• **EXCERPT PROVIDED**:

On defense, Pérez led all American League (AL) fielders with 1,082 putouts. With 20 of 49 runners thrown out on attempted stolen bases, he led AL catchers in caught stealing percentage (40.9); he also led AL catchers with 12 double plays turned, and accumulated a 29 Defensive Runs Saved (DRS) rating to lead all major leagues catchers. Following the season, Pérez received his first each of the Fielding Bible Award, Rawlings Gold Glove Award, and the Wilson Defensive Player of the Year for all fielders and at catcher. The Cleveland chapter of the Baseball Writers' Association of America (BBWAA) named him the Bob Feller Man of the Year.

He underwent arthroscopic surgery on October 17, 2019, to remove the bone spurs in his right ankle.

• **EXERCISES**:
A: Summarize the passage on Pérez's defense in three sentences.
B: From the passage on Pérez's defense, transcribe verbatim the stretch from "On defense, Pérez" through "of the Year.".

(Extracted records)

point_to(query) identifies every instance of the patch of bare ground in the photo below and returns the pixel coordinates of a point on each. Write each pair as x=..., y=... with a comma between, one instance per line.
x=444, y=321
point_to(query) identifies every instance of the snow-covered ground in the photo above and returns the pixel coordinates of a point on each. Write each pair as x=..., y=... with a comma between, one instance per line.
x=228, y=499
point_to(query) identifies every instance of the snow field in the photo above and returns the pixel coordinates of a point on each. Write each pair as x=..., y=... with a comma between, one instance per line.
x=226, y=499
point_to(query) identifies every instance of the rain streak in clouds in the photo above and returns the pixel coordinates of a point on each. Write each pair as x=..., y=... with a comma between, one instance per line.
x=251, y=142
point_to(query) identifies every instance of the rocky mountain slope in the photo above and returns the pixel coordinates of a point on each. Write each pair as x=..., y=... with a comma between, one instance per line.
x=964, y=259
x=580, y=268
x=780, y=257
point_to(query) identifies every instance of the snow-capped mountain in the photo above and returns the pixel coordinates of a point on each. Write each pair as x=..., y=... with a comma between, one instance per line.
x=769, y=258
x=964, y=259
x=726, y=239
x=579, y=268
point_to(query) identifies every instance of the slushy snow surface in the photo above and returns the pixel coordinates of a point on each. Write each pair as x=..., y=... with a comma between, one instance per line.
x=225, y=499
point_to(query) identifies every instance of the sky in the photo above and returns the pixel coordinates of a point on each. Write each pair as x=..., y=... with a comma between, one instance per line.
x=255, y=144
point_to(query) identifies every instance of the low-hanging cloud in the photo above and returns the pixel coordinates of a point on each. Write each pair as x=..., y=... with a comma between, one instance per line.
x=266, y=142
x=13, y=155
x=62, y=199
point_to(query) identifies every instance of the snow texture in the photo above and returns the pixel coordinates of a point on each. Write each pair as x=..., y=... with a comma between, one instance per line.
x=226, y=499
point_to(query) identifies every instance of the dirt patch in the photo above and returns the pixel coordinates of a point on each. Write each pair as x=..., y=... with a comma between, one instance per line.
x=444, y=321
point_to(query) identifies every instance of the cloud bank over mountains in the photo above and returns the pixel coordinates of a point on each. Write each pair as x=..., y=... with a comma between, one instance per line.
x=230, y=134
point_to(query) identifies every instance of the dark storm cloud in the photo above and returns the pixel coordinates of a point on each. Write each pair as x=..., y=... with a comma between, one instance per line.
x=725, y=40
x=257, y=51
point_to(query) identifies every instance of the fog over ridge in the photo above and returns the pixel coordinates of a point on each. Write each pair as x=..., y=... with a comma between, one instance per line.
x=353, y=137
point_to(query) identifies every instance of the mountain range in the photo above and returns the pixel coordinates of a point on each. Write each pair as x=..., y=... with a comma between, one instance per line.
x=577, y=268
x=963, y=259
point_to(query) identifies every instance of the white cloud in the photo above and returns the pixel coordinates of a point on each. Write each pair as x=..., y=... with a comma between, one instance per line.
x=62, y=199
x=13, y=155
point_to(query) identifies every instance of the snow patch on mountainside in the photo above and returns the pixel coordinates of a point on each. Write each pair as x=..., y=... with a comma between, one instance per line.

• **SOLUTION SET**:
A: Pérez led all American League fielders in putouts and led AL catchers in caught stealing percentage and double plays, and his 29 Defensive Runs Saved were the most among major league catchers. After the season he received the Fielding Bible Award, the Rawlings Gold Glove Award, and the Wilson Defensive Player of the Year award, and the Cleveland chapter of the BBWAA named him the Bob Feller Man of the Year. On October 17, 2019, he had arthroscopic surgery to remove bone spurs in his right ankle.

B:
On defense, Pérez led all American League (AL) fielders with 1,082 putouts. With 20 of 49 runners thrown out on attempted stolen bases, he led AL catchers in caught stealing percentage (40.9); he also led AL catchers with 12 double plays turned, and accumulated a 29 Defensive Runs Saved (DRS) rating to lead all major leagues catchers. Following the season, Pérez received his first each of the Fielding Bible Award, Rawlings Gold Glove Award, and the Wilson Defensive Player of the Year for all fielders and at catcher. The Cleveland chapter of the Baseball Writers' Association of America (BBWAA) named him the Bob Feller Man of the Year.